**Records for processing:**
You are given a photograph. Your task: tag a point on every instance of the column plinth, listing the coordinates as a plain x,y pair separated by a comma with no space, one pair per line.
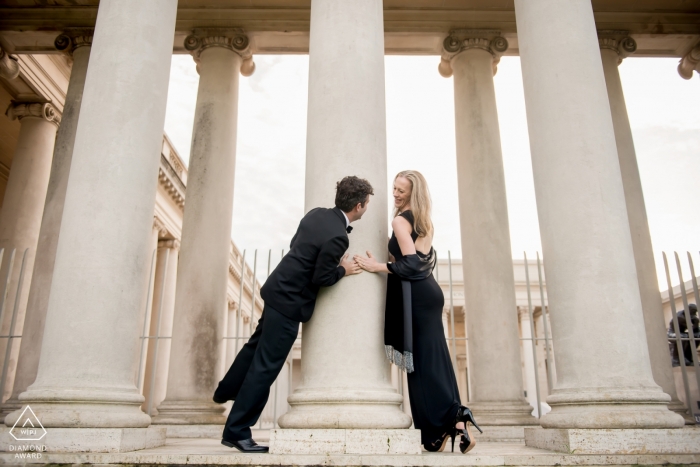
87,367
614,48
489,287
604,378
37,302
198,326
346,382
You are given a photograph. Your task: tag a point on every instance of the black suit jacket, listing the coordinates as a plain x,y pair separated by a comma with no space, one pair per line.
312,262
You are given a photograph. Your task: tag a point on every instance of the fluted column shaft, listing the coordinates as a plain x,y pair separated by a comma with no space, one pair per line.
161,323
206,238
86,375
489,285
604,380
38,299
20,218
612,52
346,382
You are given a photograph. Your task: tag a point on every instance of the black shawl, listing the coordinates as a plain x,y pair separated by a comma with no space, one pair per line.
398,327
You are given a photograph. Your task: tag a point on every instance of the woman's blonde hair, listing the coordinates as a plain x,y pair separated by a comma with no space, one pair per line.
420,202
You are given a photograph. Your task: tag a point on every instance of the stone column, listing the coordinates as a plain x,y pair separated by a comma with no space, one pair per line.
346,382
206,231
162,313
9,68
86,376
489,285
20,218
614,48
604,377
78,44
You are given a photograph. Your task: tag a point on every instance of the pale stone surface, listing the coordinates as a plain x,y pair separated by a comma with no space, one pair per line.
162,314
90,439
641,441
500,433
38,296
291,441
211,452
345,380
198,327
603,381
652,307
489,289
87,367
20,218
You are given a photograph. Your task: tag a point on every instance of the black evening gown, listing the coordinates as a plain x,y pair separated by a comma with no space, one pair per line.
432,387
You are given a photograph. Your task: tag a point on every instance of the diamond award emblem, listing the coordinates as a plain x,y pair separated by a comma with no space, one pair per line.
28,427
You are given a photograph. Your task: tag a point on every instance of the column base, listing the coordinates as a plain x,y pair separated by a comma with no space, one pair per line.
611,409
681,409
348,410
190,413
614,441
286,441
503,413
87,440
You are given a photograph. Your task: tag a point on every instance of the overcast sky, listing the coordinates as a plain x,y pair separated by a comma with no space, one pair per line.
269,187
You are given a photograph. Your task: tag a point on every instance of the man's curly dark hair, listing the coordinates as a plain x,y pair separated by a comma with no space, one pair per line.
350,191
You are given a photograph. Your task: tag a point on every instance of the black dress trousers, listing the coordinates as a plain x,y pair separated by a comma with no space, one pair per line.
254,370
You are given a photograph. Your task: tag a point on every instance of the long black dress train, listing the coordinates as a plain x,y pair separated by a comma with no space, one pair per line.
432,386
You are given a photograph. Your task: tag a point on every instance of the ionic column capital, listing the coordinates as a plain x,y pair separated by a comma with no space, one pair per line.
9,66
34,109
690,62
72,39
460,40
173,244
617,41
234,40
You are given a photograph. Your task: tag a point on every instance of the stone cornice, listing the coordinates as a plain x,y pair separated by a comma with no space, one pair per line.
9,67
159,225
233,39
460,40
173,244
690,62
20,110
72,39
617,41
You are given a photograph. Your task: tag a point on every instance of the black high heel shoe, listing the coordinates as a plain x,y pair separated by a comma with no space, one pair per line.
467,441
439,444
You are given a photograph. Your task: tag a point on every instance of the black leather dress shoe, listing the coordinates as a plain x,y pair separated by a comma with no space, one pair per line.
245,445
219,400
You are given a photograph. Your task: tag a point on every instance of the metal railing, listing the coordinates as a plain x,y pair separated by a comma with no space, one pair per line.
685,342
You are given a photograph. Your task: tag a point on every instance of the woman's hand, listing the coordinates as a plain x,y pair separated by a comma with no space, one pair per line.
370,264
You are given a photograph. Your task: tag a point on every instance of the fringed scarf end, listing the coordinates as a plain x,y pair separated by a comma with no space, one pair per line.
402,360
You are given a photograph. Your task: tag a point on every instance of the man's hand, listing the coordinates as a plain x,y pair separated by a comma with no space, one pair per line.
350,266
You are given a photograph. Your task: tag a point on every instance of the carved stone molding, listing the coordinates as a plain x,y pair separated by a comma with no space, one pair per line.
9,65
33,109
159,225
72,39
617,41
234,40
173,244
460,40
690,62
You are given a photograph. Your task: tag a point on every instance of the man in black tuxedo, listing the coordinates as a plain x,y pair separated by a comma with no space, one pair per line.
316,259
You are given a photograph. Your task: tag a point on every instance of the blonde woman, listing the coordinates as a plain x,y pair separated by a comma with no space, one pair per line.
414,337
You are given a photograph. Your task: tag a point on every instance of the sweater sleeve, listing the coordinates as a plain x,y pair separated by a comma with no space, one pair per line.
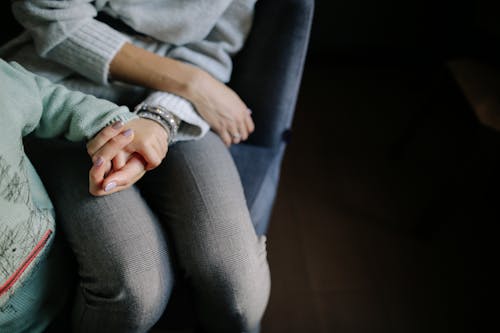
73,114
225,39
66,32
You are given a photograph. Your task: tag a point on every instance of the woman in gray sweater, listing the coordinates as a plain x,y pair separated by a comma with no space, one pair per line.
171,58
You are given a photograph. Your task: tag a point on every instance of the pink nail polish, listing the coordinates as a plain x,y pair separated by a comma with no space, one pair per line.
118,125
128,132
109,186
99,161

**To be done:** Print the entire listing above verbatim, line for line, but leave out the pictures.

**Expected output:**
You are given a photograph. Your task: tag a point on every instance of the column plinth, listing the coordinates as a plain x,y pair separated by a comma with no space, one pair per line.
87,367
614,48
489,287
604,378
37,302
198,326
346,382
You are given a photograph. Your task: tag a point on every instance of the black suit jacket, listing the coordinates as a plain x,y pair separated by a comma with no space, one pair per line.
312,262
You are given a photograph. Your task: tag a point on every instance of the fluted column shaft, listing the coordinates as a plain x,y pair separated by a comma with no space, one pair per line.
161,323
206,238
86,375
489,285
604,380
38,299
20,218
612,52
346,382
You are given a photograph. Your task: tag a point on every instance of the black shawl, listing the coordinates as a plain x,y pair separated by a comma with no space, one pair per line.
398,327
You are given a photograph. Your task: tag a point on every instance of the woman's blonde hair, listing the coordinates as a plain x,y pair separated by a comma with no space, one pair per line.
420,202
You are given a photograph. Your task: tag a point on every instance of the stone column, listing the coordinates as a plain x,y pair separated by a comma with no space, one pair per line.
346,382
206,231
162,313
9,68
86,376
489,285
20,218
614,48
604,377
78,44
You are given a photograph. Your task: tag a point on every instance of the pale stone surface, listing the coordinates as a plain x,y pair separated by a comma with no space, one pair per line.
162,314
90,439
641,441
500,433
38,296
291,441
211,452
345,380
198,327
603,381
652,307
489,289
87,367
20,218
You are given a photograph. Your task: tag a point on every instance of the black evening gown, listing the coordinates as a plain x,y pair separated by a comma with no space, one pair per line.
432,387
You are given a photograph. Your task: tag a point on every instance of the diamond award emblem, listing the coordinates as a plain x,y pair separated by a comma with no space, one pair per line.
28,427
You are given a photograph. Your task: tag a point on every instance of the column base, listing the coordinates as a plain x,y pair separated by a comma with no space, one pair per line.
611,409
681,409
348,410
190,413
614,441
286,441
503,413
87,440
You are given a photograph. Your task: tag a point on every instance of the overcast sky, listing the coordinates as a plain x,y pair separated by a comma with no space, one pair per line.
269,187
You are given a photograph. Your task: tag a point on every instance of the man's curly dark hair, listing the coordinates as a plain x,y pair separated by a comma with no space, one pair per line.
350,191
You are given a photograph. Your task: tag a point on every instance of the black dress trousers, listing the coordinates as a plain x,y pair separated by a comma with no space, one pair per line.
254,370
You are given a photograph. Your task: tag a point on every instance of the long black dress train, listing the coordinates as a plain x,y pair separated by a comma with no space, one pair per line.
432,386
You are given a photograph. Your task: tag a point on every instance of the ionic column capital, listing the coordinates as a plain x,y pair separated by a comma with no space, one pair per line.
9,66
34,109
690,62
72,39
460,40
173,244
617,41
234,40
You are given a photograph. Your task: tag a point on every instance of the stone cornice, listing the coordinates as a plain x,y pair separated by a comma with no space, one pair per line.
9,67
159,225
233,39
460,40
173,244
690,62
20,110
72,39
617,41
You are given a photograph. Your task: tag a point on every instance of the black high heel shoe, listing the coordinates as a plain x,y pair separated by a comma with no space, one pair per line.
467,441
439,444
You are given a photograph. Your task: tag a point on every instance of the black leather dress shoe, listing the coordinates as a plain x,y pair separated by a comma with no space, one pair per line.
245,445
219,400
You are given a photograph. Your task: tag a point on every instance of the metal railing, listing the coordinates as a plain x,y pair separated by a comma with no space, one pair per line.
685,342
You are given a photograph. Your task: tag a point on every instance of the woman's hand, listing the coordinates as a plain x,y pair separated by a comma with no space, one pair per line.
370,264
You are given a photograph. Your task: tag a point on every instance of the fringed scarf end, listing the coordinates as a plain x,y pair separated by a comma with no space, one pair per line.
402,360
You are given a photograph. Your task: tag a point on every instance of the man's hand, listing the coordinates as a plain x,y pair separated by a comma with no space, one pair per line.
350,266
You are given a photograph. Your task: tag a point on every instance of the carved stone molding, listing the coordinates as a plain x,y pair separated by a comma with no space, one pair per line.
9,65
33,109
159,225
72,39
617,41
234,40
173,244
460,40
690,62
You are given a photograph. Your task: tag a point on every instance of the man in black tuxedo, listing the coordinates as a plain x,y pair separated by a comma with no space, one pair per line.
316,259
You are given a photograph. Your task: tag a point on every instance of the blonde woman, listing the coordinates as a plain x,y pair separated by a comma with no space, one pair per line.
414,337
You are given a photograph. Your task: tag a point on every instance of the sweater sleeve, listing the coordinates as a plain x,y pair separated by a comma with no space, one pair per line.
73,114
225,39
66,32
You are given a photograph. Your task: tag a point on every instance of the woman in gray sweater, listing the coordinates as a plain x,y pair separated by a comma with no space, one pair per line.
171,58
You are given a photograph. Your task: tag a point on every instance of the pink nail polish, listing the coordinates as a plain x,y pair separated by a comma with no space, one pair per line.
118,125
128,132
109,186
99,161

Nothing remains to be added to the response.